## [Exercise]
Print everything in the glibc tunables message below, from "I think I found" down to "cpu_list[i].name) == 0)", word for word.

## [Text section]
--

I think I found my problem,  tunable_is_name returns true if it matches
and false if it does not but the use of it
in sysdeps/unix/sysv/linux/aarch64/cpu-features.c is:

if (tunable_is_name (mcpu, cpu_list[i].name) == 0)

It should just be:

if (tunable_is_name (mcpu, cpu_list[i].name))

I will send a patch for this once I have tested it.

Steve Ellcey
sellcey@cavium.com



On Fri, 2017-09-01 at 10:22 -0700, Steve Ellcey wrote:
> On Thu, 2017-08-31 at 18:59 -0500, Carlos O'Donell wrote:
> 
> > 
> > I'd just use the tunables.
> OK, I think using tunables is reasonable.  I seem to be having some
> trouble with it though, maybe you can tell me if I am doing something
> wrong.
> 
> On a thunderx box I run a program that calls memcpy, which is an
> ifunc.
> It then calls __memcpy_thunderx the way I think it should.
> 
> Then, in the debugger, I run:
> 
> set environment GLIBC_TUNABLES=glibc.tune.cpu=generic
> 
> I rerun my test program and instead of calling __memcpy_generic
> (which
> it should) or __memcpy_thunderx (which it did before), it calls
> __memcpy_falkor, which is totally wrong.  Am I setting the variable
> incorrectly?  I don't see any problems with the IS_FALKOR macro so I
> think the problem may be in tunable_is_name unless I am just messing
> up how GLIBC_TUNABLES is supposed to be set.

--

## [Given data]

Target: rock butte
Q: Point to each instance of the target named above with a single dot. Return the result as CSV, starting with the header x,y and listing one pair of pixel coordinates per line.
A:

--

## [Task output]
I think I found my problem,  tunable_is_name returns true if it matches
and false if it does not but the use of it
in sysdeps/unix/sysv/linux/aarch64/cpu-features.c is:

if (tunable_is_name (mcpu, cpu_list[i].name) == 0)